Brief: Output verbatim the lines beginning at the one that contains "of the white" and ending at the last line of the material, inclusive of both.

============

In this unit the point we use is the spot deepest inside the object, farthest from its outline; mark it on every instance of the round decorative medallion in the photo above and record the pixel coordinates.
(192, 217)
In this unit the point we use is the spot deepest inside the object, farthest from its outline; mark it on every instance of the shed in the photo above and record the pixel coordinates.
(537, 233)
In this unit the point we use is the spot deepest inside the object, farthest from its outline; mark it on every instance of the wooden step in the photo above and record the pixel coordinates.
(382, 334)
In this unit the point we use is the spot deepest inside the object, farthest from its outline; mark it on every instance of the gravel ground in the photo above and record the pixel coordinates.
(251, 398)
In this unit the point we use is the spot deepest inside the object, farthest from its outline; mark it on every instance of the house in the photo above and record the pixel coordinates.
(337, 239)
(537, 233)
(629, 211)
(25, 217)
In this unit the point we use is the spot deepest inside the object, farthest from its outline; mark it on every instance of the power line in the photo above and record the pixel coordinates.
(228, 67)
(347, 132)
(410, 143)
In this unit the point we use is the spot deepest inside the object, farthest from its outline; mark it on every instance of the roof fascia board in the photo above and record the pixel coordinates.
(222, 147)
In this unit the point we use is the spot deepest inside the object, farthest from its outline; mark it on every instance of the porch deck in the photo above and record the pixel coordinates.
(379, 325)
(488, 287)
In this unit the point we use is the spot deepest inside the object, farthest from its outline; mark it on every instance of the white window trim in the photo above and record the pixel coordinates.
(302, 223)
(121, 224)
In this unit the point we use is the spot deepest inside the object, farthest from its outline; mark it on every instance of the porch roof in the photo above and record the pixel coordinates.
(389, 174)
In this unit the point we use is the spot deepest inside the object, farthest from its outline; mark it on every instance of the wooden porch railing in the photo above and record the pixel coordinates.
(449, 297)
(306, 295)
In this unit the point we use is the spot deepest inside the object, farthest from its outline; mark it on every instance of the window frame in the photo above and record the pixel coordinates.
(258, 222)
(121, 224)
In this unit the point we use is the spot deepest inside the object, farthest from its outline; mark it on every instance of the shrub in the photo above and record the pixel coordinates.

============

Result for this exercise:
In this unit the point we use is the spot deepest inside the object, farthest from its outline; mark it on every instance of the white window trim in the photo above and record the pixel coordinates.
(302, 223)
(121, 224)
In this unit the point we use is the spot deepest inside the object, farthest from its outline; mark it on every instance of the porch roof in the photo above and record the pixel coordinates.
(389, 174)
In this unit the point we use is the spot deepest inside the object, farthest from its outline; mark it on every instance of the wooden porch railing in the photo above and record the pixel coordinates.
(449, 297)
(306, 295)
In this unit the point we use is the spot deepest inside the object, farthest from its outline; mark it on every instance of the window frame in the photo above and record the pixel coordinates.
(258, 222)
(121, 224)
In this unit the point we use is the spot deepest inside the object, farthest from its outline; mark it on every instance of the shrub in the photo above and record the pixel coordinates.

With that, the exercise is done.